**TASK DESCRIPTION**
Beginning with the line where "Can you find the polyporus" appears, retype every remaining line of the data below, both the first and last included.

**EXERCISE INPUTS**
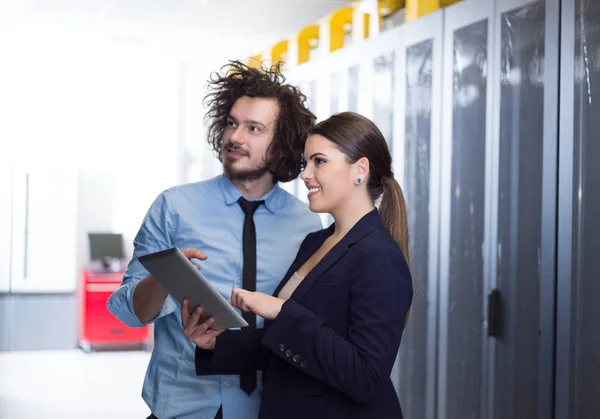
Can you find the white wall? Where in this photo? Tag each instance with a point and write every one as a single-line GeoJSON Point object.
{"type": "Point", "coordinates": [119, 114]}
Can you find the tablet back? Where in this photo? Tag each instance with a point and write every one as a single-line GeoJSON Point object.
{"type": "Point", "coordinates": [182, 280]}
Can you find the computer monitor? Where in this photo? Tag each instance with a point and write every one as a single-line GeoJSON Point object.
{"type": "Point", "coordinates": [105, 247]}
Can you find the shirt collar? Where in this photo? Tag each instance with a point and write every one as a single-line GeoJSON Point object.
{"type": "Point", "coordinates": [273, 199]}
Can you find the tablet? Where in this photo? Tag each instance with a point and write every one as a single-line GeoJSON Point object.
{"type": "Point", "coordinates": [183, 280]}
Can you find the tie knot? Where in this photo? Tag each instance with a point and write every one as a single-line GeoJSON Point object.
{"type": "Point", "coordinates": [249, 207]}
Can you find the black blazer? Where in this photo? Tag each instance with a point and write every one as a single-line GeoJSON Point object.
{"type": "Point", "coordinates": [329, 353]}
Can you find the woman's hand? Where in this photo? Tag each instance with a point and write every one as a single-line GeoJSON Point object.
{"type": "Point", "coordinates": [197, 328]}
{"type": "Point", "coordinates": [264, 305]}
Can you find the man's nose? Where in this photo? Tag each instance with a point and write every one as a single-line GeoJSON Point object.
{"type": "Point", "coordinates": [237, 136]}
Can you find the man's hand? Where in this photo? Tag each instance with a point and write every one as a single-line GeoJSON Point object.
{"type": "Point", "coordinates": [197, 328]}
{"type": "Point", "coordinates": [149, 295]}
{"type": "Point", "coordinates": [264, 305]}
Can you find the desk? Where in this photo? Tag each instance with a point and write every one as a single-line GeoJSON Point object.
{"type": "Point", "coordinates": [98, 328]}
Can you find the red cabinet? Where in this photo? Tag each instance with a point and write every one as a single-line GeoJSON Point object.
{"type": "Point", "coordinates": [98, 328]}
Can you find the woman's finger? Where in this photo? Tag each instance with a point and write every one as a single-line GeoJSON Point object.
{"type": "Point", "coordinates": [185, 312]}
{"type": "Point", "coordinates": [193, 322]}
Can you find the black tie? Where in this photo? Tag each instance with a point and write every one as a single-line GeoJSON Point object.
{"type": "Point", "coordinates": [248, 378]}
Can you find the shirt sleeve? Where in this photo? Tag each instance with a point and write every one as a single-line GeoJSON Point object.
{"type": "Point", "coordinates": [154, 235]}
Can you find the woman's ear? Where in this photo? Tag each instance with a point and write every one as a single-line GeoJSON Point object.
{"type": "Point", "coordinates": [362, 168]}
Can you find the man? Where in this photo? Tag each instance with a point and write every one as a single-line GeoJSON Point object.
{"type": "Point", "coordinates": [257, 125]}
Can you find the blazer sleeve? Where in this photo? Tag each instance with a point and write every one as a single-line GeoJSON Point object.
{"type": "Point", "coordinates": [239, 350]}
{"type": "Point", "coordinates": [360, 363]}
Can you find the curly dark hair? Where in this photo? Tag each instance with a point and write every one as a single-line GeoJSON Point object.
{"type": "Point", "coordinates": [293, 121]}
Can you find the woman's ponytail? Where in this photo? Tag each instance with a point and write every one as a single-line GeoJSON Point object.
{"type": "Point", "coordinates": [392, 211]}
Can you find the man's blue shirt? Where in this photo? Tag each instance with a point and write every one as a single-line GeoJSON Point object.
{"type": "Point", "coordinates": [207, 216]}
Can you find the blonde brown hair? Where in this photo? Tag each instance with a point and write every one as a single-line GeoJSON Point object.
{"type": "Point", "coordinates": [357, 137]}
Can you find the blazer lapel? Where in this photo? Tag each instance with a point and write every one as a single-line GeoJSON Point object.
{"type": "Point", "coordinates": [366, 225]}
{"type": "Point", "coordinates": [310, 249]}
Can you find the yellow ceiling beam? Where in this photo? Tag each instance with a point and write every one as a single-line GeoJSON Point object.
{"type": "Point", "coordinates": [387, 7]}
{"type": "Point", "coordinates": [279, 52]}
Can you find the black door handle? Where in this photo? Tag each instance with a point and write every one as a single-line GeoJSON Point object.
{"type": "Point", "coordinates": [494, 319]}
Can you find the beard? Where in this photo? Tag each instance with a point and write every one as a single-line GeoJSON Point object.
{"type": "Point", "coordinates": [250, 173]}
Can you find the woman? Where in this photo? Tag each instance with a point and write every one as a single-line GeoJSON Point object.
{"type": "Point", "coordinates": [333, 327]}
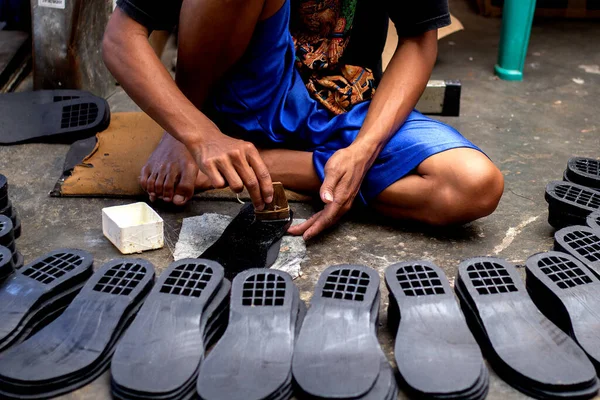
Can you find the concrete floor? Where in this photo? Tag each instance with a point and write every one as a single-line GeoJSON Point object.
{"type": "Point", "coordinates": [528, 128]}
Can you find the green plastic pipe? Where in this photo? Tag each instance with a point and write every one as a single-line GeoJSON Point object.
{"type": "Point", "coordinates": [517, 17]}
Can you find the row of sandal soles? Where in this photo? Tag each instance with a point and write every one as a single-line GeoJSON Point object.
{"type": "Point", "coordinates": [331, 350]}
{"type": "Point", "coordinates": [10, 230]}
{"type": "Point", "coordinates": [570, 201]}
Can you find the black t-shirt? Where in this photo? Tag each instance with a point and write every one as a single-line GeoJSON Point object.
{"type": "Point", "coordinates": [369, 31]}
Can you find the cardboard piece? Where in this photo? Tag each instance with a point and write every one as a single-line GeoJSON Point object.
{"type": "Point", "coordinates": [112, 168]}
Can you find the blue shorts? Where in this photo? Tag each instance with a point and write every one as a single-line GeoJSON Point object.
{"type": "Point", "coordinates": [262, 99]}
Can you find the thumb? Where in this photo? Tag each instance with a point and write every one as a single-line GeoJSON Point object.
{"type": "Point", "coordinates": [328, 187]}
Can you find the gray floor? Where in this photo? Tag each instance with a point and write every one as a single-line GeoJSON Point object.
{"type": "Point", "coordinates": [528, 128]}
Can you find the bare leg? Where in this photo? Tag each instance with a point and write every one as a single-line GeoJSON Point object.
{"type": "Point", "coordinates": [212, 38]}
{"type": "Point", "coordinates": [455, 186]}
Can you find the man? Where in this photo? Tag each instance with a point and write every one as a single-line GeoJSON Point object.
{"type": "Point", "coordinates": [253, 103]}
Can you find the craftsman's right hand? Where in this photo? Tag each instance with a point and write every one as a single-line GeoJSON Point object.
{"type": "Point", "coordinates": [235, 163]}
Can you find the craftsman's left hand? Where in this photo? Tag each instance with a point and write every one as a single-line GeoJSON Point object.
{"type": "Point", "coordinates": [344, 173]}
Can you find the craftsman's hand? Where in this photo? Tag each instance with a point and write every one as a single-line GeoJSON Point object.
{"type": "Point", "coordinates": [344, 173]}
{"type": "Point", "coordinates": [234, 163]}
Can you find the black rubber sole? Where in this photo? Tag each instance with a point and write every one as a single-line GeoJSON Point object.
{"type": "Point", "coordinates": [526, 349]}
{"type": "Point", "coordinates": [3, 187]}
{"type": "Point", "coordinates": [213, 323]}
{"type": "Point", "coordinates": [248, 243]}
{"type": "Point", "coordinates": [337, 354]}
{"type": "Point", "coordinates": [6, 231]}
{"type": "Point", "coordinates": [29, 118]}
{"type": "Point", "coordinates": [39, 283]}
{"type": "Point", "coordinates": [75, 348]}
{"type": "Point", "coordinates": [7, 266]}
{"type": "Point", "coordinates": [584, 171]}
{"type": "Point", "coordinates": [169, 321]}
{"type": "Point", "coordinates": [560, 219]}
{"type": "Point", "coordinates": [447, 361]}
{"type": "Point", "coordinates": [571, 198]}
{"type": "Point", "coordinates": [565, 291]}
{"type": "Point", "coordinates": [259, 340]}
{"type": "Point", "coordinates": [582, 242]}
{"type": "Point", "coordinates": [593, 221]}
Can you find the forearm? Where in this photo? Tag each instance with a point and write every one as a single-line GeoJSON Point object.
{"type": "Point", "coordinates": [130, 58]}
{"type": "Point", "coordinates": [399, 91]}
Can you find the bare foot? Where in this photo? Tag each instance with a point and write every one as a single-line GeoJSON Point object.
{"type": "Point", "coordinates": [170, 173]}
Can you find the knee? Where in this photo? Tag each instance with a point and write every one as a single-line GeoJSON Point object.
{"type": "Point", "coordinates": [474, 193]}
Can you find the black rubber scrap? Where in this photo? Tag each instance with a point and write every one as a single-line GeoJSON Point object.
{"type": "Point", "coordinates": [570, 203]}
{"type": "Point", "coordinates": [253, 359]}
{"type": "Point", "coordinates": [526, 349]}
{"type": "Point", "coordinates": [7, 266]}
{"type": "Point", "coordinates": [173, 322]}
{"type": "Point", "coordinates": [584, 171]}
{"type": "Point", "coordinates": [248, 243]}
{"type": "Point", "coordinates": [436, 354]}
{"type": "Point", "coordinates": [568, 294]}
{"type": "Point", "coordinates": [48, 283]}
{"type": "Point", "coordinates": [75, 348]}
{"type": "Point", "coordinates": [582, 242]}
{"type": "Point", "coordinates": [337, 354]}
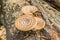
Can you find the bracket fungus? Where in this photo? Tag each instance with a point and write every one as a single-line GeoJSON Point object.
{"type": "Point", "coordinates": [40, 23]}
{"type": "Point", "coordinates": [25, 23]}
{"type": "Point", "coordinates": [29, 22]}
{"type": "Point", "coordinates": [29, 9]}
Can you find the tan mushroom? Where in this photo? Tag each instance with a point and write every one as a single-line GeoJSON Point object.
{"type": "Point", "coordinates": [40, 24]}
{"type": "Point", "coordinates": [29, 9]}
{"type": "Point", "coordinates": [25, 23]}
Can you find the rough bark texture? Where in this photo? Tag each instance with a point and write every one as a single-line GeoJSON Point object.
{"type": "Point", "coordinates": [12, 10]}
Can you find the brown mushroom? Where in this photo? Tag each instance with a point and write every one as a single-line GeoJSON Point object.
{"type": "Point", "coordinates": [40, 23]}
{"type": "Point", "coordinates": [29, 9]}
{"type": "Point", "coordinates": [25, 22]}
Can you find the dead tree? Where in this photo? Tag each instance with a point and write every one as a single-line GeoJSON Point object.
{"type": "Point", "coordinates": [12, 10]}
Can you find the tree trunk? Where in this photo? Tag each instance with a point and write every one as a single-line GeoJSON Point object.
{"type": "Point", "coordinates": [12, 10]}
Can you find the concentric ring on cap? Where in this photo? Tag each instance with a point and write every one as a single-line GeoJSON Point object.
{"type": "Point", "coordinates": [25, 22]}
{"type": "Point", "coordinates": [29, 9]}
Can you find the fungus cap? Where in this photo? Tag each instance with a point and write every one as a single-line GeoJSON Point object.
{"type": "Point", "coordinates": [40, 23]}
{"type": "Point", "coordinates": [29, 9]}
{"type": "Point", "coordinates": [25, 22]}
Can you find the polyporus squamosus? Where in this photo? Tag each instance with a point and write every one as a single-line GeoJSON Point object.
{"type": "Point", "coordinates": [29, 9]}
{"type": "Point", "coordinates": [25, 22]}
{"type": "Point", "coordinates": [28, 22]}
{"type": "Point", "coordinates": [40, 23]}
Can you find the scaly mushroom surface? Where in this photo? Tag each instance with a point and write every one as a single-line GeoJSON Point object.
{"type": "Point", "coordinates": [29, 9]}
{"type": "Point", "coordinates": [25, 22]}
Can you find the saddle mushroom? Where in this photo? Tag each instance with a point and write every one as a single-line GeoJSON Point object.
{"type": "Point", "coordinates": [40, 23]}
{"type": "Point", "coordinates": [29, 9]}
{"type": "Point", "coordinates": [25, 23]}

**CORRECT RESULT**
Can you find the polyporus squamosus? Where in this photo? Tag each instance with a point and write every one as a single-line GeoJSON Point object.
{"type": "Point", "coordinates": [29, 9]}
{"type": "Point", "coordinates": [25, 22]}
{"type": "Point", "coordinates": [28, 22]}
{"type": "Point", "coordinates": [40, 23]}
Can you find the scaly mushroom surface? Where in this photo? Tag each instance with a point and write every one as a single-line GeoJSON Point object.
{"type": "Point", "coordinates": [29, 9]}
{"type": "Point", "coordinates": [25, 22]}
Can you find the saddle mushroom? Where in this photo? Tag each instance with a point and write every one as a single-line GeoJSON Point object.
{"type": "Point", "coordinates": [40, 23]}
{"type": "Point", "coordinates": [29, 9]}
{"type": "Point", "coordinates": [25, 23]}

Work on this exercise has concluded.